Syllabus

Course Meeting Times

Lectures: 2 sessions / week, 1.5 hours / session

Course Information

This is a graduate-level introduction to mathematics of information theory. We will cover both classical and modern topics (such as finite blocklength IT and applications to statistical decision theory). Those taking Information Theory for the first time may benefit from reading the standard textbook by T. Cover and J. Thomas (see below).

Course Prerequisites

This course requires knowledge of theorem-proof exposition and probability theory, as taught in 6.042J Mathematics for Computer Science or 6.436J Fundamentals of Probability.

Course Topics

This course will cover the following topics:

  1. Information measures (entropy, divergence, mutual information): Convexity, monotonicity and continuity properties. Extremization, saddle point, capacity as information radius. Variational characterizations: Donsker-Varadhan and Gelfand-Yaglom- Perez. Entropy rates and theorem of Szego.

WHAT THE EXERCISE ASKS: Print the stretch of the syllabus from "This is a graduate-level" through "Thomas (see below)." word for word. Work only from the syllabus above.

RECORDED DATA:

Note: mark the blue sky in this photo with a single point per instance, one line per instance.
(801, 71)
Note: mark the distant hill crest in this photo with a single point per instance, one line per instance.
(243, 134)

FULL SOLUTION:
This is a graduate-level introduction to mathematics of information theory. We will cover both classical and modern topics (such as finite blocklength IT and applications to statistical decision theory). Those taking Information Theory for the first time may benefit from reading the standard textbook by T. Cover and J. Thomas (see below).